- _TASK STATEMENT_:
Rewrite the lines below with every "instance" changed to "occurrence" and nothing else altered, omitting the pictures.

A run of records
■ ■ ■

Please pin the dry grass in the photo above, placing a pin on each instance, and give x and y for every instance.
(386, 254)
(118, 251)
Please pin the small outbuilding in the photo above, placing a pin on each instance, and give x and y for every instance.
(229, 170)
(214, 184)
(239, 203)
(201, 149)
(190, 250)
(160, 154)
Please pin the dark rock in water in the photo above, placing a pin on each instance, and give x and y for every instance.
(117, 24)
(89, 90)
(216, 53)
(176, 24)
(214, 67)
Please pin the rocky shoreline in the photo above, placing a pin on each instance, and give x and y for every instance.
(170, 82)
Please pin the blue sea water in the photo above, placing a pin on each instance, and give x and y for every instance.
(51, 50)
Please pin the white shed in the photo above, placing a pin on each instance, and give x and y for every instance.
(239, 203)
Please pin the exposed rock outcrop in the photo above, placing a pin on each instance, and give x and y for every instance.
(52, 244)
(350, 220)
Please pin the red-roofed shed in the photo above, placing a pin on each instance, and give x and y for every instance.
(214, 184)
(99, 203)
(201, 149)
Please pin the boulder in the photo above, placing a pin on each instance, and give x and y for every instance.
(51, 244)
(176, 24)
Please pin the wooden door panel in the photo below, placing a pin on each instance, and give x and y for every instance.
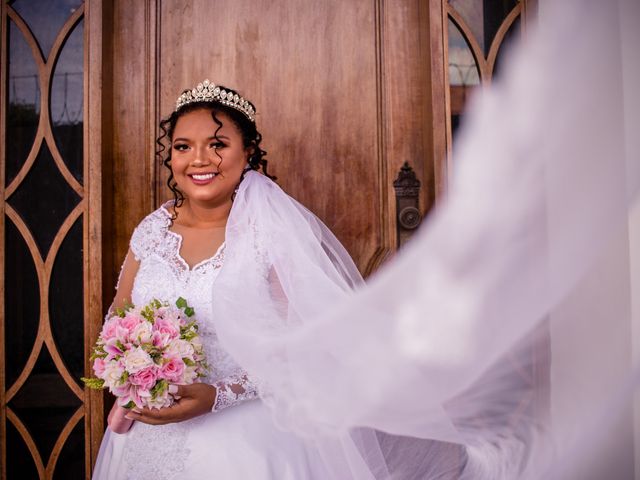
(311, 72)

■ ■ ■

- _EXERCISE OUTPUT_:
Please pin the dry grass in the photo above, placing a pin on each occurrence, and give x and y for every occurrence.
(386, 254)
(118, 251)
Please pin the small outbuilding in the photo above, placing a pin on each occurrence, and give x and y for every occurrence.
(229, 170)
(214, 184)
(239, 203)
(201, 149)
(190, 250)
(160, 154)
Please pin the dark rock in water in the photo above, placing a pin on each occurrence, and give x and y for every occurrence.
(117, 24)
(89, 90)
(216, 53)
(176, 24)
(214, 67)
Please pin the rocky shoreline in the photo above, placing a pin on each occurrence, and give x and y for every occurrence.
(170, 82)
Please pin the blue sea water in the photo above, placing a pin on each occurrence, and give x and y for every occurrence.
(51, 50)
Please pin the white shed in the photo above, placing a pin on each occurrence, and give x and y for every occurrence.
(239, 203)
Please pin the exposed rock outcrop in the photo above, placing a pin on each occurrence, and give x and y for every occurrence.
(52, 244)
(350, 220)
Please pin the red-roofed shed in the photo above, placing a pin on each occurrence, and give x and y for every occurrence.
(214, 184)
(99, 203)
(201, 149)
Please pin the boulder in the photo above, placing a pin on each occurrence, and give x and y for every occurrence.
(51, 244)
(176, 24)
Please pin the wooden door panel in the photo below, placing a pin on each occurrence, and give x and y for every occurrence.
(311, 72)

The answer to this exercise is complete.